* 작업 지시: 아래 자료의 첫 줄부터 "x=195 y=242"가 들어 있는 줄까지, 양 끝 줄을 포함한 모든 줄을 한 글자도 바꾸지 말고 그대로 옮겨 적어 주세요.

* 추출 자료:
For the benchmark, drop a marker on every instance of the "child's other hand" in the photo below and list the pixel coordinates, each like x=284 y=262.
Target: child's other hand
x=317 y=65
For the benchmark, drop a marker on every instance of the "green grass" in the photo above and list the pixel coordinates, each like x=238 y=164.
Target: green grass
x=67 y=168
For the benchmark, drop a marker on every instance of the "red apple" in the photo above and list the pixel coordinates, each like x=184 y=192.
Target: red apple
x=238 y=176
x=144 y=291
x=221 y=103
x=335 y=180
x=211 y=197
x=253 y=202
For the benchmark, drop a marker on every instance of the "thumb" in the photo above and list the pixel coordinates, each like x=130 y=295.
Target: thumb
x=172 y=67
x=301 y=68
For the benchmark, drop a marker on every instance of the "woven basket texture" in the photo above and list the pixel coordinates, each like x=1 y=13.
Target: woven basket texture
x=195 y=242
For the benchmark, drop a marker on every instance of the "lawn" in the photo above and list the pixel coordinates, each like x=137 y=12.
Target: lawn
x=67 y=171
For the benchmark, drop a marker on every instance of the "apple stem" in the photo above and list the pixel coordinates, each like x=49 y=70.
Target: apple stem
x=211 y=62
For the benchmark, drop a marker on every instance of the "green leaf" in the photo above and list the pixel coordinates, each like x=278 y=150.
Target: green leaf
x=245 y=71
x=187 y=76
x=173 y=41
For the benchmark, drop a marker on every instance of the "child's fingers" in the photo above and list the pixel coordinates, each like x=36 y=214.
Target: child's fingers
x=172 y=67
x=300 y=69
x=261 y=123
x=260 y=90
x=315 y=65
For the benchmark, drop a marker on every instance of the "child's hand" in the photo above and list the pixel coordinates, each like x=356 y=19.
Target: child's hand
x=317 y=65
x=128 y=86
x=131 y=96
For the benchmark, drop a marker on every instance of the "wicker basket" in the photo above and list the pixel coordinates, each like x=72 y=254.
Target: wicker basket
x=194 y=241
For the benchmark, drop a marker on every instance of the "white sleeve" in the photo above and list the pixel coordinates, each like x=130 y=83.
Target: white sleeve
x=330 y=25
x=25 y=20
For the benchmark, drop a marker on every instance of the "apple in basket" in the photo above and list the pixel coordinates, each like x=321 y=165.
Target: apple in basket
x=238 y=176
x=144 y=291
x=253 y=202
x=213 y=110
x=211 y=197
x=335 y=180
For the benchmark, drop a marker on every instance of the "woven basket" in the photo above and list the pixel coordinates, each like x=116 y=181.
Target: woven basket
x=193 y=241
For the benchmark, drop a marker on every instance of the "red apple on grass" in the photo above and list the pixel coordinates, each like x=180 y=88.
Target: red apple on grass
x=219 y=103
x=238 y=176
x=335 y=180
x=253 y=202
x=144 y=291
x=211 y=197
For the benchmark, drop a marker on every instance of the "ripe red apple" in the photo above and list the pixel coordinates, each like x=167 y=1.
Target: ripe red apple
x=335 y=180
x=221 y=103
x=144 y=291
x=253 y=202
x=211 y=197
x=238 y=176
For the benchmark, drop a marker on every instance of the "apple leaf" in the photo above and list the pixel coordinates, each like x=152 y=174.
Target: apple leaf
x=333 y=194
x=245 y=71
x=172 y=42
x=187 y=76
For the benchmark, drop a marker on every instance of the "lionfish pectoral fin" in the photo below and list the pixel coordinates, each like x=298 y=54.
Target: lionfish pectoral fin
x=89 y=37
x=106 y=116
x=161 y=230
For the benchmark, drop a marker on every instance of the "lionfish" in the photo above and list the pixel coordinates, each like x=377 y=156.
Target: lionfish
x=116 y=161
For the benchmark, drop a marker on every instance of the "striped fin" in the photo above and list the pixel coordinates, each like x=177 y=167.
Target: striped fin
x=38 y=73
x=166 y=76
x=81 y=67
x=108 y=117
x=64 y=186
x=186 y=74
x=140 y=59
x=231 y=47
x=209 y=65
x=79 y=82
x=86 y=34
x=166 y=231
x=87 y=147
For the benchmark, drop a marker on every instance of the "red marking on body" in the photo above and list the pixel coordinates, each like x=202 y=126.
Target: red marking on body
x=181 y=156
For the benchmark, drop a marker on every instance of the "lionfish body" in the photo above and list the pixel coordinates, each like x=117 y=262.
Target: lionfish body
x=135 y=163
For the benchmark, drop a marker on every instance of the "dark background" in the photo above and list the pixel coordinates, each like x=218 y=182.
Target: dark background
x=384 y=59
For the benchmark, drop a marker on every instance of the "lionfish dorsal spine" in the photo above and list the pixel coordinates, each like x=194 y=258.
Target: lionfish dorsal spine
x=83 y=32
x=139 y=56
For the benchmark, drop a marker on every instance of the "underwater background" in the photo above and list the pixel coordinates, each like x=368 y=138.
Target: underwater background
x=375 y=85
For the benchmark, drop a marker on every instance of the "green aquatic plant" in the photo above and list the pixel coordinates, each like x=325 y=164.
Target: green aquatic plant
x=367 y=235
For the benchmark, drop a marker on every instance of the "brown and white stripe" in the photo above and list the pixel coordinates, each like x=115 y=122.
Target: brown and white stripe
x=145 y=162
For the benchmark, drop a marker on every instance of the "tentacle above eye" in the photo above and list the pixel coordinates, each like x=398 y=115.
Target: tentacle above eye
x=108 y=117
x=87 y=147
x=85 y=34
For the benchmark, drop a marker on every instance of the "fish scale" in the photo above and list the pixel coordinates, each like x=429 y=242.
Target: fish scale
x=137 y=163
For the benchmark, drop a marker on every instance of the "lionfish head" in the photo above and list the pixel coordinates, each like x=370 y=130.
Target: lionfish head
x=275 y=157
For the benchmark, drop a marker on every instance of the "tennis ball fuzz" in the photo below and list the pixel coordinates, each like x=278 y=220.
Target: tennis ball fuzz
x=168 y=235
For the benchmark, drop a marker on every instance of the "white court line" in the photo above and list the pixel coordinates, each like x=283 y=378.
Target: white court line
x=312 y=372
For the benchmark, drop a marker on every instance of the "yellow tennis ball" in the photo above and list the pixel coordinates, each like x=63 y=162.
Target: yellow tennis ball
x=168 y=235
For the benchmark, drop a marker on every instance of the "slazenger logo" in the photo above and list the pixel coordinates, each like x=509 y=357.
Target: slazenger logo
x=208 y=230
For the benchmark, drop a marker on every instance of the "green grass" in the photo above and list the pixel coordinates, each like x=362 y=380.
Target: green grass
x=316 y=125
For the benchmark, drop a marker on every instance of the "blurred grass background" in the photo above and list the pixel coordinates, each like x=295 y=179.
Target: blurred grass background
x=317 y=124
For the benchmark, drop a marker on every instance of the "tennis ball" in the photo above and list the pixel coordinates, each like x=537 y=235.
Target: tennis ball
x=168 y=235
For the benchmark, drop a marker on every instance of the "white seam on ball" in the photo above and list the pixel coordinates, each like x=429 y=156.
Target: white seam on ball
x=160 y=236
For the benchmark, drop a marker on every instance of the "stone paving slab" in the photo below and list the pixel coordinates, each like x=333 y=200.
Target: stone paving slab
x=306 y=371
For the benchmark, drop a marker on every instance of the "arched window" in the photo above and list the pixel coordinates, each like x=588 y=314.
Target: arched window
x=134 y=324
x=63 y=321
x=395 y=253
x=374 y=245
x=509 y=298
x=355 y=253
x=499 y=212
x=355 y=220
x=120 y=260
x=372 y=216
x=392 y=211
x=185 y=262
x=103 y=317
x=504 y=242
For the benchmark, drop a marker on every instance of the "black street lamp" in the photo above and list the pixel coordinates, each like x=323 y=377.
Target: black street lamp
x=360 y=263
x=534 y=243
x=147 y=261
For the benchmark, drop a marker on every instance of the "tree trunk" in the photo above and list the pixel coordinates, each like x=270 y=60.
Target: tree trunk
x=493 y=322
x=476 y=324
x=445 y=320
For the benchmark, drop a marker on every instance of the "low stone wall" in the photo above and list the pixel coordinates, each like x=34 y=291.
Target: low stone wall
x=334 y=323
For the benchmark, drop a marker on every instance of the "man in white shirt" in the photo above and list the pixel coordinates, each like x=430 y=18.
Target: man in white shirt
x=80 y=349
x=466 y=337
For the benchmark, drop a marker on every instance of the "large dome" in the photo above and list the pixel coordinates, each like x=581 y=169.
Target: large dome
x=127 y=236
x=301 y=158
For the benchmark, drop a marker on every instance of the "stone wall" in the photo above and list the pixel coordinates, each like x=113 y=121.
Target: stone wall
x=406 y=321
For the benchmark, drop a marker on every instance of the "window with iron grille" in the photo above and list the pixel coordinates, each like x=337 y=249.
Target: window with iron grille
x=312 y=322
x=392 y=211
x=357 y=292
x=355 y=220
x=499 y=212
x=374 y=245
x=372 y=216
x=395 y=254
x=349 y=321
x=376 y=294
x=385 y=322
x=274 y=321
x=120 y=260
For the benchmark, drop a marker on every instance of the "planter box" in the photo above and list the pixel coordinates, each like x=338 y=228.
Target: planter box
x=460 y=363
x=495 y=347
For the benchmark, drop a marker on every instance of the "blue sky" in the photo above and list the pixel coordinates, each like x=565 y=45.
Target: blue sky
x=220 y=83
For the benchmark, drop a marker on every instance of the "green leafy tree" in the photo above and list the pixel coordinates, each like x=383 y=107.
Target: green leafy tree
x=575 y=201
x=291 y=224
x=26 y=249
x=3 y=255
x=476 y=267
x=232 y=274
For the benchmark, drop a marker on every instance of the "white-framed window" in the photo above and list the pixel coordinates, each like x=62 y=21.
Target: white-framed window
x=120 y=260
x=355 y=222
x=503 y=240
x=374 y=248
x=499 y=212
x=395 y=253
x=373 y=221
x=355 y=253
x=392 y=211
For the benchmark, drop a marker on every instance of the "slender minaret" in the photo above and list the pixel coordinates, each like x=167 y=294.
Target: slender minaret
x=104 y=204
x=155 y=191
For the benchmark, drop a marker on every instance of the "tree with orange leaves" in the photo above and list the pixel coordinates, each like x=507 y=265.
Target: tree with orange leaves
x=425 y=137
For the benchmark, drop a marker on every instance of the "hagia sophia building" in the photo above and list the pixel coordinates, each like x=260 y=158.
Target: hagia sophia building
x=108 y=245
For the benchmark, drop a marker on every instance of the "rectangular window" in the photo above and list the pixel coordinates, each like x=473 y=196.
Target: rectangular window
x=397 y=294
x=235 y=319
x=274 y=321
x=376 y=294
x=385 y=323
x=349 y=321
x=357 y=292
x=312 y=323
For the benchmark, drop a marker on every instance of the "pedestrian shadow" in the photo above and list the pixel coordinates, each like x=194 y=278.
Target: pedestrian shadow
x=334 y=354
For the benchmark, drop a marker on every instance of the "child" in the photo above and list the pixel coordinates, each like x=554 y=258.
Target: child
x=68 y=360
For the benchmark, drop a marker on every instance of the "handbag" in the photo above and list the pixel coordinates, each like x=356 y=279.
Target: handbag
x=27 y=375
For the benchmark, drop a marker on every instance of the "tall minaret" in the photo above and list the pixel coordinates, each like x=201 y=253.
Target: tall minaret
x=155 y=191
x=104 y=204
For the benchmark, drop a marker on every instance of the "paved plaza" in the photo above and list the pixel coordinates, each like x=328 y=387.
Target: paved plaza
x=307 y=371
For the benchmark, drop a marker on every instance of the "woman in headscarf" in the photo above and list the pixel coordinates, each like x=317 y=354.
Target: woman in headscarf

* 최종 결과:
For the benchmark, drop a marker on every instance of the "child's other hand" in the photo below and list the pixel coordinates, each like x=284 y=262.
Target: child's other hand
x=317 y=65
For the benchmark, drop a marker on every instance of the "green grass" in the photo above and list the pixel coordinates, each like x=238 y=164.
Target: green grass
x=67 y=168
For the benchmark, drop a marker on every instance of the "red apple" in the photo above and list the pixel coordinates, each like x=184 y=192.
Target: red apple
x=238 y=176
x=144 y=291
x=221 y=103
x=335 y=180
x=211 y=197
x=253 y=202
For the benchmark, drop a marker on every instance of the "thumb" in the photo above and list the pixel coordinates, each like x=130 y=295.
Target: thumb
x=172 y=67
x=301 y=68
For the benchmark, drop a marker on every instance of the "woven basket texture" in the photo above and list the pixel coordinates, each like x=1 y=13.
Target: woven basket texture
x=195 y=242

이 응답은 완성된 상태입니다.